Task to complete:
Identify the line in which "Screenshot QA — where is the person" appears, then reproduce that line and all remaining lines of the records word for word.

Dataset:
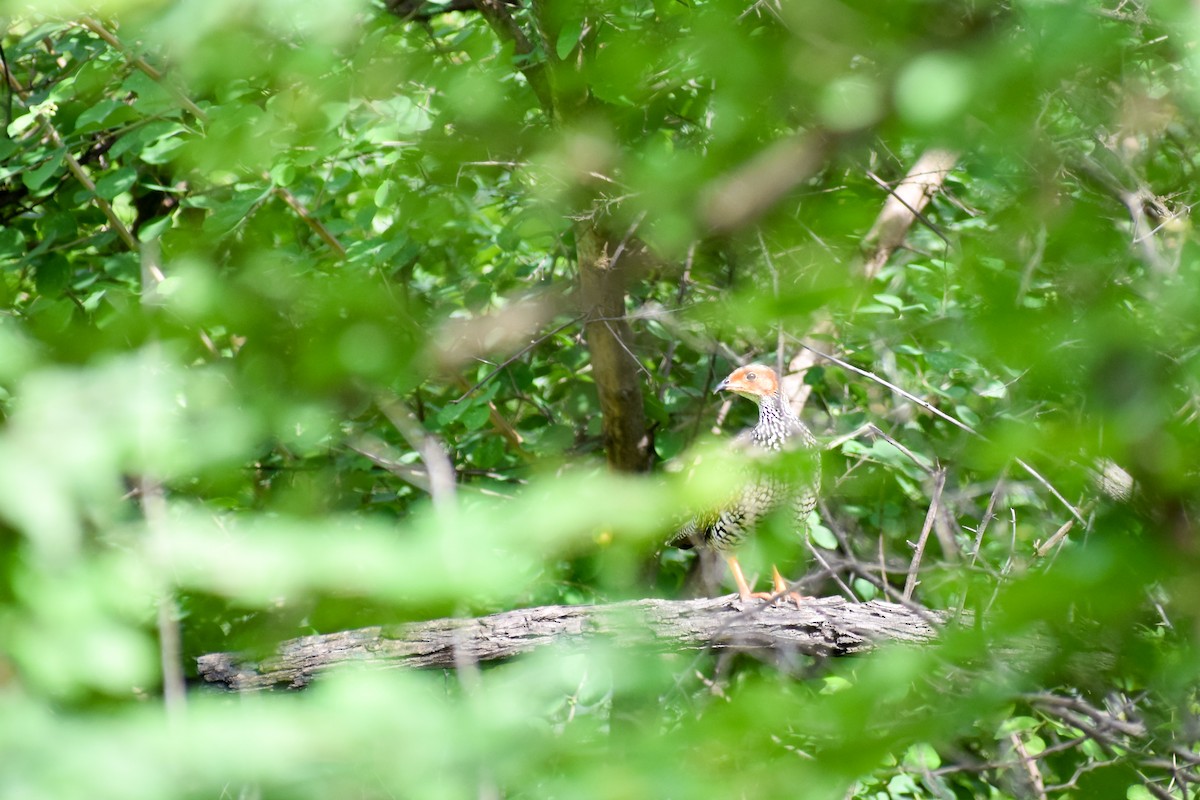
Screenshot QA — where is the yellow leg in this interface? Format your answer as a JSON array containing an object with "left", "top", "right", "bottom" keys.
[
  {"left": 725, "top": 555, "right": 787, "bottom": 602},
  {"left": 725, "top": 555, "right": 754, "bottom": 602},
  {"left": 770, "top": 564, "right": 804, "bottom": 608}
]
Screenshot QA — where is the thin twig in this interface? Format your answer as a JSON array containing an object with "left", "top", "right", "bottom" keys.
[
  {"left": 450, "top": 315, "right": 583, "bottom": 403},
  {"left": 800, "top": 342, "right": 1087, "bottom": 527},
  {"left": 904, "top": 469, "right": 946, "bottom": 600}
]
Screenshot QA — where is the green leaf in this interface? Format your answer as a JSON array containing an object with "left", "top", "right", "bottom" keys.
[
  {"left": 851, "top": 578, "right": 880, "bottom": 602},
  {"left": 34, "top": 253, "right": 71, "bottom": 297},
  {"left": 904, "top": 742, "right": 942, "bottom": 772},
  {"left": 96, "top": 167, "right": 138, "bottom": 200},
  {"left": 809, "top": 522, "right": 838, "bottom": 551},
  {"left": 20, "top": 150, "right": 66, "bottom": 192},
  {"left": 554, "top": 17, "right": 583, "bottom": 60}
]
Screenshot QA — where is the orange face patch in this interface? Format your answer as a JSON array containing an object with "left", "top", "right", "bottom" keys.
[{"left": 716, "top": 363, "right": 779, "bottom": 397}]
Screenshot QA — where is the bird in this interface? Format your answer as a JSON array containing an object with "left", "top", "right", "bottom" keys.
[{"left": 668, "top": 363, "right": 821, "bottom": 606}]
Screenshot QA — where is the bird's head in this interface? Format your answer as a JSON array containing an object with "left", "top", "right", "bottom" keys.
[{"left": 713, "top": 363, "right": 779, "bottom": 403}]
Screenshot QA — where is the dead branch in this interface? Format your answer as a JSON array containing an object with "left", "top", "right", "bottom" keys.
[{"left": 197, "top": 595, "right": 949, "bottom": 691}]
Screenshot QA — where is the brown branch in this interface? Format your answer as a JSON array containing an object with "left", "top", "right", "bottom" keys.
[
  {"left": 904, "top": 469, "right": 946, "bottom": 600},
  {"left": 197, "top": 595, "right": 948, "bottom": 691},
  {"left": 700, "top": 132, "right": 833, "bottom": 234},
  {"left": 863, "top": 148, "right": 959, "bottom": 279},
  {"left": 575, "top": 219, "right": 649, "bottom": 473},
  {"left": 474, "top": 0, "right": 554, "bottom": 118}
]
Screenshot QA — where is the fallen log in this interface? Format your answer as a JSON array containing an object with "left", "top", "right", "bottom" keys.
[{"left": 197, "top": 595, "right": 948, "bottom": 692}]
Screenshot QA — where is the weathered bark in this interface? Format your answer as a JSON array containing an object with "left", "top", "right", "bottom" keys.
[
  {"left": 197, "top": 595, "right": 948, "bottom": 691},
  {"left": 575, "top": 221, "right": 648, "bottom": 473},
  {"left": 863, "top": 148, "right": 959, "bottom": 279}
]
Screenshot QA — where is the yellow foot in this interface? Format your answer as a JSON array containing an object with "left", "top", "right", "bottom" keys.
[{"left": 767, "top": 564, "right": 805, "bottom": 609}]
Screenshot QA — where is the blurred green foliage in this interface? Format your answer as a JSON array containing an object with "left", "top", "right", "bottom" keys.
[{"left": 0, "top": 0, "right": 1200, "bottom": 799}]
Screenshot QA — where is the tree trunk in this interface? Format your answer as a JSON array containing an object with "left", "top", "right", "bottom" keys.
[{"left": 575, "top": 221, "right": 649, "bottom": 473}]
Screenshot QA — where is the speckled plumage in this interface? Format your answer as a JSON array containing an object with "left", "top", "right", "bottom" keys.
[{"left": 670, "top": 365, "right": 821, "bottom": 551}]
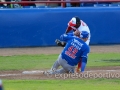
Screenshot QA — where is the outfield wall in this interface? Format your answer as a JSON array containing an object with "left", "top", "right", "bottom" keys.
[{"left": 0, "top": 7, "right": 120, "bottom": 47}]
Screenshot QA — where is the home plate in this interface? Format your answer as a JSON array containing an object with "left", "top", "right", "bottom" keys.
[{"left": 22, "top": 70, "right": 44, "bottom": 74}]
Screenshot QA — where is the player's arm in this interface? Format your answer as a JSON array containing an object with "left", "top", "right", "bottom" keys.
[
  {"left": 65, "top": 26, "right": 72, "bottom": 34},
  {"left": 81, "top": 57, "right": 87, "bottom": 72},
  {"left": 81, "top": 46, "right": 90, "bottom": 72},
  {"left": 60, "top": 34, "right": 74, "bottom": 42}
]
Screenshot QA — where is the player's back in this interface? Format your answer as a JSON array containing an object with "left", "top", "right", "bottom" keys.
[{"left": 61, "top": 37, "right": 89, "bottom": 66}]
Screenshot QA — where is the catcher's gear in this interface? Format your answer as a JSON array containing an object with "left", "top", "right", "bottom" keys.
[{"left": 55, "top": 39, "right": 66, "bottom": 47}]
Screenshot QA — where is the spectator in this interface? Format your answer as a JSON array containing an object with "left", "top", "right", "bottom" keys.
[{"left": 21, "top": 0, "right": 36, "bottom": 7}]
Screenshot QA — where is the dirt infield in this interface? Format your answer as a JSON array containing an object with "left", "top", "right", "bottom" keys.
[{"left": 0, "top": 45, "right": 120, "bottom": 80}]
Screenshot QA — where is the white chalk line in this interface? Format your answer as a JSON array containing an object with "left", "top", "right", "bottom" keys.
[{"left": 0, "top": 70, "right": 120, "bottom": 77}]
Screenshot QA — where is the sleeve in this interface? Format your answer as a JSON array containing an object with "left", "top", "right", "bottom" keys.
[
  {"left": 81, "top": 57, "right": 87, "bottom": 72},
  {"left": 60, "top": 33, "right": 74, "bottom": 42},
  {"left": 65, "top": 26, "right": 72, "bottom": 34}
]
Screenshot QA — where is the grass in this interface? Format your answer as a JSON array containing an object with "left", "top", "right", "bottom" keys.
[
  {"left": 4, "top": 79, "right": 120, "bottom": 90},
  {"left": 0, "top": 53, "right": 120, "bottom": 90}
]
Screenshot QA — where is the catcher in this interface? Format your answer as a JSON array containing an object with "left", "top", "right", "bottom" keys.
[
  {"left": 44, "top": 31, "right": 89, "bottom": 74},
  {"left": 55, "top": 16, "right": 90, "bottom": 72}
]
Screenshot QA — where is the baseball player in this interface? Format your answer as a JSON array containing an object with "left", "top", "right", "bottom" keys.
[
  {"left": 55, "top": 16, "right": 90, "bottom": 47},
  {"left": 55, "top": 16, "right": 90, "bottom": 72},
  {"left": 46, "top": 31, "right": 89, "bottom": 74}
]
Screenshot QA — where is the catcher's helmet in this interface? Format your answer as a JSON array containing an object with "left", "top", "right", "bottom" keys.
[{"left": 80, "top": 31, "right": 89, "bottom": 38}]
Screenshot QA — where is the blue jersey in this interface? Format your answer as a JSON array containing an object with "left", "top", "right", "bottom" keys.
[{"left": 61, "top": 34, "right": 89, "bottom": 66}]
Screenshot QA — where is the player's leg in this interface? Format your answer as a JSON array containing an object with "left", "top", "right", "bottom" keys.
[
  {"left": 59, "top": 54, "right": 75, "bottom": 73},
  {"left": 55, "top": 39, "right": 66, "bottom": 47},
  {"left": 76, "top": 58, "right": 82, "bottom": 73}
]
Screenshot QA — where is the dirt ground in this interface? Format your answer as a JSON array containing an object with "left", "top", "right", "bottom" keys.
[{"left": 0, "top": 45, "right": 120, "bottom": 80}]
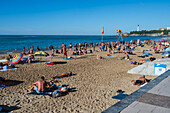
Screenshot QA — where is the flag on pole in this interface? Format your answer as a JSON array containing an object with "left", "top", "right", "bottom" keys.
[{"left": 102, "top": 27, "right": 104, "bottom": 35}]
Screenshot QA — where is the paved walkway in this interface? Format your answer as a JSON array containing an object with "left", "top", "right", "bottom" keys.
[
  {"left": 103, "top": 70, "right": 170, "bottom": 113},
  {"left": 121, "top": 76, "right": 170, "bottom": 113}
]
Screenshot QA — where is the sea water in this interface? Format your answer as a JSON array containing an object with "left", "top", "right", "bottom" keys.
[{"left": 0, "top": 35, "right": 167, "bottom": 54}]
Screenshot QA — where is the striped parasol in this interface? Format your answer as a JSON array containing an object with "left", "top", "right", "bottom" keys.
[{"left": 12, "top": 53, "right": 23, "bottom": 64}]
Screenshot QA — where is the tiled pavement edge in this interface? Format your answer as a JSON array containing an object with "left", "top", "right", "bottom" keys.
[{"left": 102, "top": 70, "right": 170, "bottom": 113}]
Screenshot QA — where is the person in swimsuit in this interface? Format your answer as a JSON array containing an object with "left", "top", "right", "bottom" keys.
[
  {"left": 62, "top": 44, "right": 67, "bottom": 59},
  {"left": 28, "top": 76, "right": 47, "bottom": 94},
  {"left": 131, "top": 75, "right": 148, "bottom": 86},
  {"left": 68, "top": 43, "right": 72, "bottom": 53},
  {"left": 52, "top": 72, "right": 72, "bottom": 79}
]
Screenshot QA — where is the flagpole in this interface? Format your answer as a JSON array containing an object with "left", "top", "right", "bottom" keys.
[
  {"left": 101, "top": 26, "right": 104, "bottom": 42},
  {"left": 102, "top": 34, "right": 103, "bottom": 42}
]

Problem solution:
Screenshot QA — where is the person in swimsuit in this interface? Format your answer as a JSON array containing an object with "left", "top", "right", "bottom" keys.
[
  {"left": 62, "top": 44, "right": 67, "bottom": 59},
  {"left": 28, "top": 76, "right": 47, "bottom": 94},
  {"left": 131, "top": 75, "right": 148, "bottom": 86},
  {"left": 68, "top": 43, "right": 72, "bottom": 53},
  {"left": 52, "top": 72, "right": 72, "bottom": 79}
]
Screenshot QA — where is the flagpole in this interface? Format your answer as a JSON array containing an object with "left", "top", "right", "bottom" keys.
[
  {"left": 101, "top": 26, "right": 104, "bottom": 42},
  {"left": 102, "top": 34, "right": 103, "bottom": 42}
]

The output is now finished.